#### RECORDS TO PROCESS:
+++
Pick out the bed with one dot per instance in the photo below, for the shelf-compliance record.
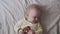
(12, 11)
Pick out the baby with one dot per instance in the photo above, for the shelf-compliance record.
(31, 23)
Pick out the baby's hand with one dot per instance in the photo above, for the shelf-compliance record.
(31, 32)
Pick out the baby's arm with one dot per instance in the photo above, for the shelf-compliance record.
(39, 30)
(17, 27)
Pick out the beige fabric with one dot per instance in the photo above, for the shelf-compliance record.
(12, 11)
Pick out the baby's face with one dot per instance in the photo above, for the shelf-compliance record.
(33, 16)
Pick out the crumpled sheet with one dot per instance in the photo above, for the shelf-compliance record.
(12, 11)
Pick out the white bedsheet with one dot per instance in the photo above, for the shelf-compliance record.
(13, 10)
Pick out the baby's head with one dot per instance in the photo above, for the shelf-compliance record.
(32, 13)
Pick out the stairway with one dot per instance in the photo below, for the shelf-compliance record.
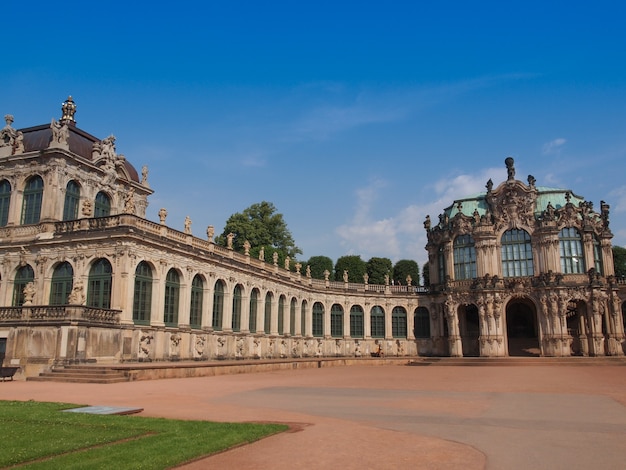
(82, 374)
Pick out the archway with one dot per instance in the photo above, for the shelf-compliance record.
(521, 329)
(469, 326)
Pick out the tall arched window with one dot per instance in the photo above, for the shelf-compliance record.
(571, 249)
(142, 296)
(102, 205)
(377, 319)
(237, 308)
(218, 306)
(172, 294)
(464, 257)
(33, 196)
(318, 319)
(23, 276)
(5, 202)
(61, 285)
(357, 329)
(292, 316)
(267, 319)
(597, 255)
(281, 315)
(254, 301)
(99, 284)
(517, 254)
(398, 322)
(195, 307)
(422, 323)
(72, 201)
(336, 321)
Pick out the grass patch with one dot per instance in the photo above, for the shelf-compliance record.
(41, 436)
+++
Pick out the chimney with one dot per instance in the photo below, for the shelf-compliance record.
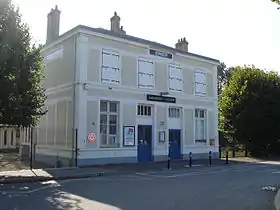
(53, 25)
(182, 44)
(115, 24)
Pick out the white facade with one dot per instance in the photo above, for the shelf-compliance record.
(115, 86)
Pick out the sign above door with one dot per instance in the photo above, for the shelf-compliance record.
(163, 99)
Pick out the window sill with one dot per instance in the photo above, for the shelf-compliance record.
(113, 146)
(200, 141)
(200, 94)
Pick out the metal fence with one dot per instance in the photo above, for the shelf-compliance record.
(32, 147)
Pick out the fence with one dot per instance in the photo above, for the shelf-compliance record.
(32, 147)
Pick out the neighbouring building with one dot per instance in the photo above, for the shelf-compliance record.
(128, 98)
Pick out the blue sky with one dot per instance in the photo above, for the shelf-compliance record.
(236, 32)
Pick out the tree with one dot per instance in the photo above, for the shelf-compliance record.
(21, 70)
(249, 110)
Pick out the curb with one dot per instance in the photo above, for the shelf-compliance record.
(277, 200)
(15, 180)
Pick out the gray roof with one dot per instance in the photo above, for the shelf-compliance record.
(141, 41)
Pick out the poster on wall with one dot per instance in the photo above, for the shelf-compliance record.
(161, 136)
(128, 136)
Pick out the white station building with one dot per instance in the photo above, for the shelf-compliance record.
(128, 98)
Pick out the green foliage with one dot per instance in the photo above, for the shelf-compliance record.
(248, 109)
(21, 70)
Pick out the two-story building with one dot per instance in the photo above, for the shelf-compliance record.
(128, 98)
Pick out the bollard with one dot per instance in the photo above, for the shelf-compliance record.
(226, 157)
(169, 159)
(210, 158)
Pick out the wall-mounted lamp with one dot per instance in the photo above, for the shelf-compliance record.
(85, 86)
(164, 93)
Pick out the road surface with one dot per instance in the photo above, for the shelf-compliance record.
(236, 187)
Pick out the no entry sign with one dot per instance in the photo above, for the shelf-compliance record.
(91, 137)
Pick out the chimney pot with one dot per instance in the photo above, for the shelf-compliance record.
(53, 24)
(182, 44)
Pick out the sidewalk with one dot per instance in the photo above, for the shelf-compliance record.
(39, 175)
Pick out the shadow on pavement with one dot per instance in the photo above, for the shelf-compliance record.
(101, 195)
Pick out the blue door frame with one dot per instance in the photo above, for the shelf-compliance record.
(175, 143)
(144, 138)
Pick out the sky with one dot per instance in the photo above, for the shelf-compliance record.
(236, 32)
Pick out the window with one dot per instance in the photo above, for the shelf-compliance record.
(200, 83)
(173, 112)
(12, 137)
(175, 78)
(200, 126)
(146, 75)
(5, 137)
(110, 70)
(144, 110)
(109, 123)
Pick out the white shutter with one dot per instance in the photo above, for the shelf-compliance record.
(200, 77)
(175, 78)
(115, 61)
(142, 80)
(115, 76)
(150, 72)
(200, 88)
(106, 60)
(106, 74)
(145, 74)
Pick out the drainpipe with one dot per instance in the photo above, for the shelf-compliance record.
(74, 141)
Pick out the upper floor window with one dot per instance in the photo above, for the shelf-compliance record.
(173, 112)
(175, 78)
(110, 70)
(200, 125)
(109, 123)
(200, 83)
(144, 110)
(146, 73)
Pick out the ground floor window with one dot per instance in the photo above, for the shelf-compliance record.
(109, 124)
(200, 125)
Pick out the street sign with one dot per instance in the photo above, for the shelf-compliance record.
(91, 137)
+++
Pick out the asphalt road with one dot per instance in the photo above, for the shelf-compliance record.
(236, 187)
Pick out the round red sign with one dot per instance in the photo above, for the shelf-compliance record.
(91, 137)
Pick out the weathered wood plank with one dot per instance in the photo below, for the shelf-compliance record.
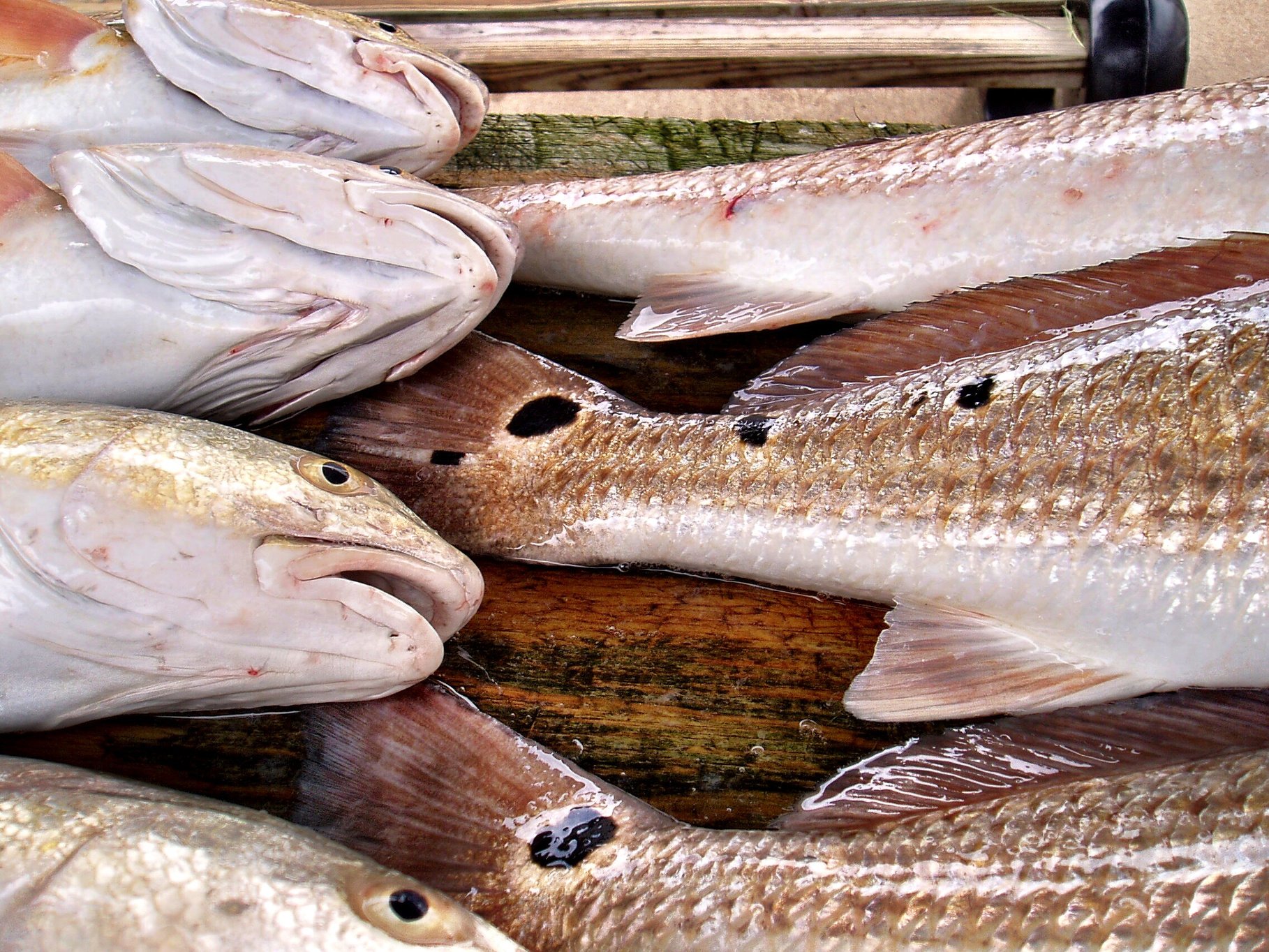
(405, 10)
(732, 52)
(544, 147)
+++
#### STATED PROBLEM:
State the number of lines in the items above that contain the word "blue", and give nothing but that number.

#### FINAL RESULT:
2